■ Problem details
Output exactly the lines from the one with "the gray blazer" through the last line of the data below, both included, and nothing more.

----- Input records -----

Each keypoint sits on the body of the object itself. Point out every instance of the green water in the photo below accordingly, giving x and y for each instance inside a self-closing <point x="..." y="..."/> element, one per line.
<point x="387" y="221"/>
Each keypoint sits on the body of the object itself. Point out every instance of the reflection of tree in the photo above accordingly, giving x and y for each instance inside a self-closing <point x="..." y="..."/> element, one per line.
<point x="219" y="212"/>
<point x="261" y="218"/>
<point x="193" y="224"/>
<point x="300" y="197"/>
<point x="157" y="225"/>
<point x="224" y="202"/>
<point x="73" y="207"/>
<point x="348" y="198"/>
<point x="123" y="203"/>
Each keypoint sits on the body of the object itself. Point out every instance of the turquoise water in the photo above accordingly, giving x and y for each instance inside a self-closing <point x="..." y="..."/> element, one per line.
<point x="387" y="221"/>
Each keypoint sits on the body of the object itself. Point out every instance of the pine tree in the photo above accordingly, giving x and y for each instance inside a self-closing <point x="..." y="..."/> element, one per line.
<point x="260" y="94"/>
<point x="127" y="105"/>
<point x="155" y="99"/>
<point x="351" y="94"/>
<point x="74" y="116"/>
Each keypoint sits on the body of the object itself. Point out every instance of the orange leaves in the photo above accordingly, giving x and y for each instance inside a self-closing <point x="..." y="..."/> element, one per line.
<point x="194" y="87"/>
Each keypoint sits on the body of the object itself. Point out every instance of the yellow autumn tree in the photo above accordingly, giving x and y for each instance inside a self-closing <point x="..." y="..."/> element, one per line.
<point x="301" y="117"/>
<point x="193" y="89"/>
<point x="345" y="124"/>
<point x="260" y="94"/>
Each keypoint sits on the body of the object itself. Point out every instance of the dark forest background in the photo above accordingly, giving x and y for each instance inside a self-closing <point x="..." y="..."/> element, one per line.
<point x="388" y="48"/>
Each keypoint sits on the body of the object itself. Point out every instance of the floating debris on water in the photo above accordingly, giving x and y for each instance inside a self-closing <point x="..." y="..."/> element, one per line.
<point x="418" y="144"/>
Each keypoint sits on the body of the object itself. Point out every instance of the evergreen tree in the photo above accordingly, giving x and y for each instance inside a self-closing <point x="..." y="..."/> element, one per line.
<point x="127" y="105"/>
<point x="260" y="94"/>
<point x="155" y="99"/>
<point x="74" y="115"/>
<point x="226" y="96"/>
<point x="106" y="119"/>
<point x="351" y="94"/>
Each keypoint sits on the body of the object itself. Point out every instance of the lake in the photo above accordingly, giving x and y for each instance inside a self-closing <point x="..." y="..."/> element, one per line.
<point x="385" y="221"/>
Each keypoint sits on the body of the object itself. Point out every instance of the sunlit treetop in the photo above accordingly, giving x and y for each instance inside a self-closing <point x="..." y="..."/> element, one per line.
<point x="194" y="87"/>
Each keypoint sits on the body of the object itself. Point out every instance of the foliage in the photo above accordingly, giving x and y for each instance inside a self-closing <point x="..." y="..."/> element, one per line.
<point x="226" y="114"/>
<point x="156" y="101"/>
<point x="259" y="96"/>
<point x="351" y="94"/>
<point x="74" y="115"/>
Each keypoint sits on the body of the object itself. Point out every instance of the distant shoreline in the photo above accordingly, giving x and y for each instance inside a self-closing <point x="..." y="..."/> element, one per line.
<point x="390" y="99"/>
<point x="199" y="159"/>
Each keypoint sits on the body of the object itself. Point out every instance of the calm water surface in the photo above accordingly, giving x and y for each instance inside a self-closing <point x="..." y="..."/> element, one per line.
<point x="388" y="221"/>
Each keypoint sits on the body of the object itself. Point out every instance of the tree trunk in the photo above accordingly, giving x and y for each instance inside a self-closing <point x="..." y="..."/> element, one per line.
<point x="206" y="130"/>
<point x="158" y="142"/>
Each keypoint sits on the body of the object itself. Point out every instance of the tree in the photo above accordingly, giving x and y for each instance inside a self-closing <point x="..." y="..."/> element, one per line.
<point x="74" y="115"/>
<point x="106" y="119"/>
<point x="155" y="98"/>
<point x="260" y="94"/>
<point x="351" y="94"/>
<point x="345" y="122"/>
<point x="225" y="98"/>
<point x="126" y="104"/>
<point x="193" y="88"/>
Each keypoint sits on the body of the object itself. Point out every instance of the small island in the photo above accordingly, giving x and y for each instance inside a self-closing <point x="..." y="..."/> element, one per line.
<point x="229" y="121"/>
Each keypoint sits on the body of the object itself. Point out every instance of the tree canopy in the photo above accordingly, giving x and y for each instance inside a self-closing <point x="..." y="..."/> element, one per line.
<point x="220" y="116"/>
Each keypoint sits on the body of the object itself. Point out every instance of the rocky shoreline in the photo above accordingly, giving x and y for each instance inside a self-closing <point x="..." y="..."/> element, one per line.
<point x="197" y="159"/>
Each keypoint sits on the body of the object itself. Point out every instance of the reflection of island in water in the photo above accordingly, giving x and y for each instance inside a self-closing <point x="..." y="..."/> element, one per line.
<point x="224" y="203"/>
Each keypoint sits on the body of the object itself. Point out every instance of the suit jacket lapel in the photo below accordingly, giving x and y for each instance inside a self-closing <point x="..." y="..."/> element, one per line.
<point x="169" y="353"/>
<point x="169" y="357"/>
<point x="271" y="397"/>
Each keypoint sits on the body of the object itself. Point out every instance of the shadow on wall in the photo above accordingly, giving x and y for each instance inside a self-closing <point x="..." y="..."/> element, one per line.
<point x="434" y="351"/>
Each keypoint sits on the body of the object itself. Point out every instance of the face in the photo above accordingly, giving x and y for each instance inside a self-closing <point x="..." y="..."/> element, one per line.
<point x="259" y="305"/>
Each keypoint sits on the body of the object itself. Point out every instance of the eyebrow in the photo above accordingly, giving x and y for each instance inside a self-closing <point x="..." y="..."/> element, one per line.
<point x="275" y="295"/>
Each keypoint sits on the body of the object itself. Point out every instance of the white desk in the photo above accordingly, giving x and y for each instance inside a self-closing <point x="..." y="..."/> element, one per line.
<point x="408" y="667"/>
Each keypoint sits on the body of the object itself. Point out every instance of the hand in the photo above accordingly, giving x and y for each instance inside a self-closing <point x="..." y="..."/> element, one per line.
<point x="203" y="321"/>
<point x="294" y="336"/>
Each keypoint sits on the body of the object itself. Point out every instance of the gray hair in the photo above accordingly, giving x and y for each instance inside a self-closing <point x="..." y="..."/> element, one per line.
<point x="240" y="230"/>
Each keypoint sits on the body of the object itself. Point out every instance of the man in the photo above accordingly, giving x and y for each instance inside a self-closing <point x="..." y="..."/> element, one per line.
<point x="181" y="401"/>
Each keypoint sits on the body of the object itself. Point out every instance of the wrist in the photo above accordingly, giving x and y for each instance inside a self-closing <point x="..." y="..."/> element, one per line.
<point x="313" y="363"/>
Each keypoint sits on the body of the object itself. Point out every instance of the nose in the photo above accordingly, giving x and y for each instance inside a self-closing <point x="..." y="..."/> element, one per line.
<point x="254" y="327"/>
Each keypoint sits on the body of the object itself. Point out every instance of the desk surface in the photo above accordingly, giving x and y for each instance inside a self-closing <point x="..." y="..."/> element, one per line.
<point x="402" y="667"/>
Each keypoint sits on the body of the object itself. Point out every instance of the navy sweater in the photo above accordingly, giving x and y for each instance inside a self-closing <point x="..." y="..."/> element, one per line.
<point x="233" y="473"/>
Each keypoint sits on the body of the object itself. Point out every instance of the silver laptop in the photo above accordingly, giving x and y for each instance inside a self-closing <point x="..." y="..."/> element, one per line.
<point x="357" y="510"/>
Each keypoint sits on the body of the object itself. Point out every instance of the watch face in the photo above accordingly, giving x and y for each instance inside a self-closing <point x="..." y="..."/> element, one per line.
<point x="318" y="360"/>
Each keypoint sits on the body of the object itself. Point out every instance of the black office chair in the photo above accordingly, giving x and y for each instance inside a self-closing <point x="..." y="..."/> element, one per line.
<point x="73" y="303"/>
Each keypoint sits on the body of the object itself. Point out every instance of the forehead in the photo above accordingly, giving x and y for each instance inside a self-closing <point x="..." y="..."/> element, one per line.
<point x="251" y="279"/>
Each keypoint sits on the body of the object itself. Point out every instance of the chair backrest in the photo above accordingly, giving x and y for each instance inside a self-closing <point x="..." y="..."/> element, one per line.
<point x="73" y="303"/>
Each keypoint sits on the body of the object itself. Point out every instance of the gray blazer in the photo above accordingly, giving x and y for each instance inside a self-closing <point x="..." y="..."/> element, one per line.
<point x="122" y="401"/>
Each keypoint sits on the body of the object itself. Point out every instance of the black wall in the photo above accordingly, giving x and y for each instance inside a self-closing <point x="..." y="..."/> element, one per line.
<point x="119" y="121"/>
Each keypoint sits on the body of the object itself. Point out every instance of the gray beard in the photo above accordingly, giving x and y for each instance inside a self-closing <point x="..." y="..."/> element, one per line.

-----

■ Answer space
Each keypoint sits on the body of the object itself. Point out every instance of the gray blazer in the photo above accordingly, giving x and y for each instance inside a self-closing <point x="..." y="..."/> element, one per line.
<point x="122" y="401"/>
Each keypoint sits on the body of the object itself. Point out every instance of the black wall in the photo above accordingly, giving x and y for each instance inside a self-closing <point x="..." y="..."/> element, one per line.
<point x="119" y="121"/>
Each keypoint sits on the body of the object itself. Point out every instance of the gray beard in the photo above accordingly, giving x and y for each instance inside a self-closing <point x="..." y="..."/> element, one per line.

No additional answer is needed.